- Work instruction:
Print all the entries exactly.

[Region pointing data]
--- START ---

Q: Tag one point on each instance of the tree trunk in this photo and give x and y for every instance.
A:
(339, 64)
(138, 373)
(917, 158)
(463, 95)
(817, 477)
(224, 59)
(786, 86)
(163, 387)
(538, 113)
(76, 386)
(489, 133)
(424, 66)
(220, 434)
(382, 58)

--- END ---

- Answer for this exercise:
Q: Tag one point on each instance of the tree trunk in this photo and give x and y for every instance.
A:
(339, 64)
(138, 373)
(917, 158)
(463, 95)
(817, 477)
(224, 59)
(786, 86)
(163, 387)
(538, 113)
(76, 386)
(489, 133)
(424, 66)
(220, 434)
(382, 58)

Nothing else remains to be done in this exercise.